**REQUIREMENT:** Convert everything from the start of the rows down to the line containing "negative clicks: (658, 329) (638, 288)" into a numbered list. Skip blank lines and leave the pictures out.

**RECORDS FOR THIS EXERCISE:**
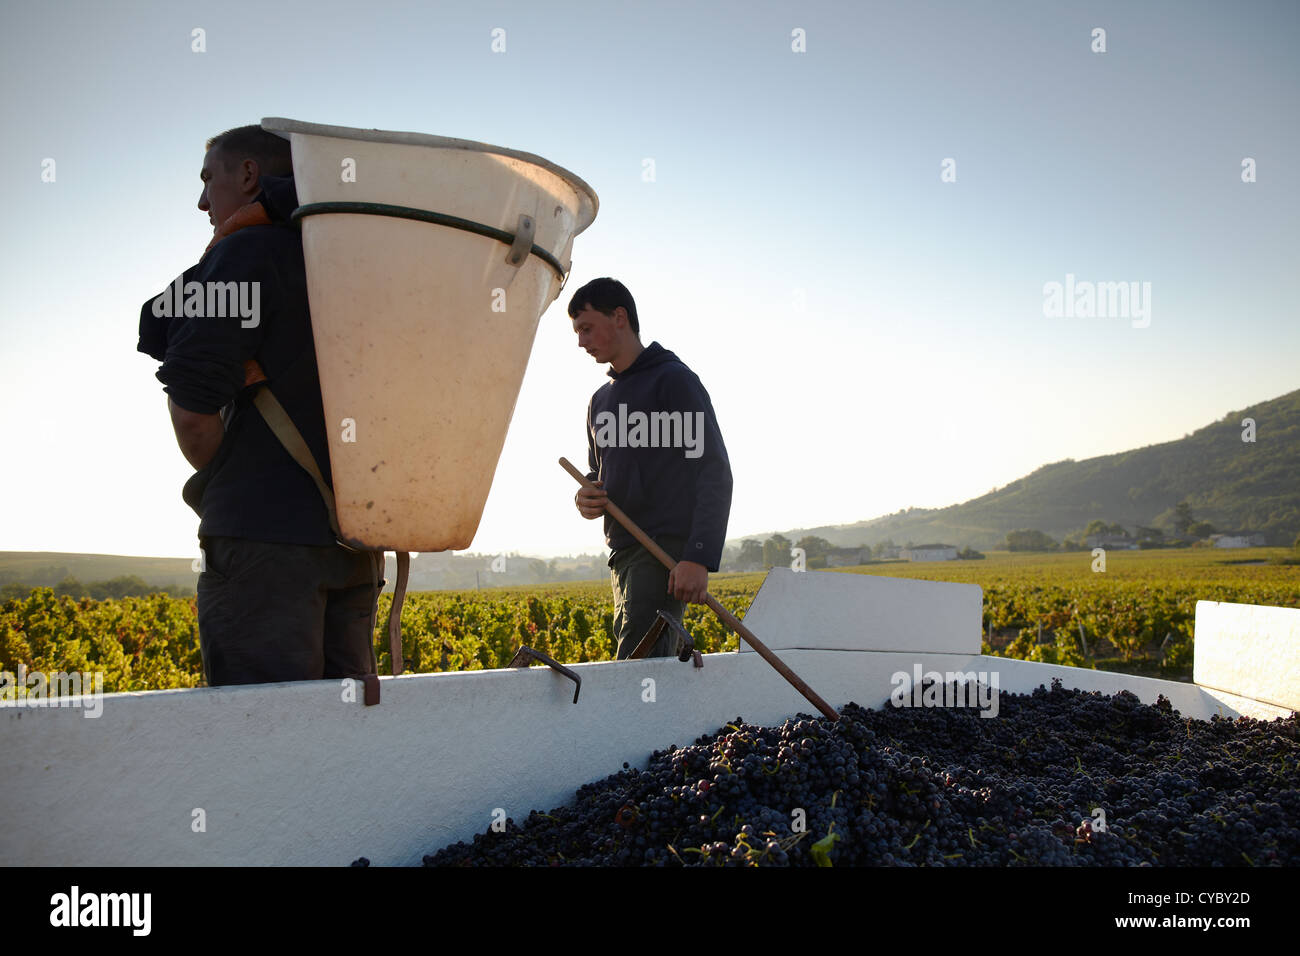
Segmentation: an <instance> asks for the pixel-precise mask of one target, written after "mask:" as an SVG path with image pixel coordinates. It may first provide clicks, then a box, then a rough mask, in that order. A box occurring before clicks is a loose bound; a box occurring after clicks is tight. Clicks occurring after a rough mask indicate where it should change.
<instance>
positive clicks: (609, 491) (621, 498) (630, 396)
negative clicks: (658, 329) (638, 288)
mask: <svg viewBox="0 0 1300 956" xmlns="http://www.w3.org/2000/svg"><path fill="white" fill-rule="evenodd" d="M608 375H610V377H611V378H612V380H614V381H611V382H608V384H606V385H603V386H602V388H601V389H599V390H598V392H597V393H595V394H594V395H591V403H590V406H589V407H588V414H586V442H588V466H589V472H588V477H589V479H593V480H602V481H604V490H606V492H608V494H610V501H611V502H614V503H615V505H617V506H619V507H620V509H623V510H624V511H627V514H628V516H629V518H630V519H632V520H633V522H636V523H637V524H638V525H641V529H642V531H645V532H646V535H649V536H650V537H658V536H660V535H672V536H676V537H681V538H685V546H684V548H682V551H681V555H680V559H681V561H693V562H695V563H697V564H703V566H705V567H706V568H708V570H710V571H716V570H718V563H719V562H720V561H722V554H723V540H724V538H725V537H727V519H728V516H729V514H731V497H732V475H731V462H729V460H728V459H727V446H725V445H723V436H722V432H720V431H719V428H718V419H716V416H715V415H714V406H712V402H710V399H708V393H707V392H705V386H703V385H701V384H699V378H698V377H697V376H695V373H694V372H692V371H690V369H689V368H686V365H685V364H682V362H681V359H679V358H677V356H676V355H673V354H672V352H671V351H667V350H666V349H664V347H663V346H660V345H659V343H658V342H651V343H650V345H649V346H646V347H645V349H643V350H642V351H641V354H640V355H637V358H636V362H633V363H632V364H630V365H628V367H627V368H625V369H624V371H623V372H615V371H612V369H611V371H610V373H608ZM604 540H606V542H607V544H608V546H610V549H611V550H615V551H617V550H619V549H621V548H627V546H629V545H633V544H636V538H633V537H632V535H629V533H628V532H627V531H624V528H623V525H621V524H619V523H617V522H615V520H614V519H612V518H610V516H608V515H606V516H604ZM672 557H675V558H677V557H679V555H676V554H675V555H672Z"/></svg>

**RESPONSE FOR THIS EXERCISE:**
1. Segmentation: an <instance> asks for the pixel-precise mask of one target, written after "mask:" as an SVG path with image pixel coordinates. It may first provide clicks, then a box, then a rough mask, in that order. A box occurring before clicks is a loose bound; a box occurring after clicks is tight. Clicks occurring after a rough mask indicate where it should change.
2. <instance>
3. positive clicks: (609, 491) (621, 498) (630, 396)
4. negative clicks: (658, 329) (638, 288)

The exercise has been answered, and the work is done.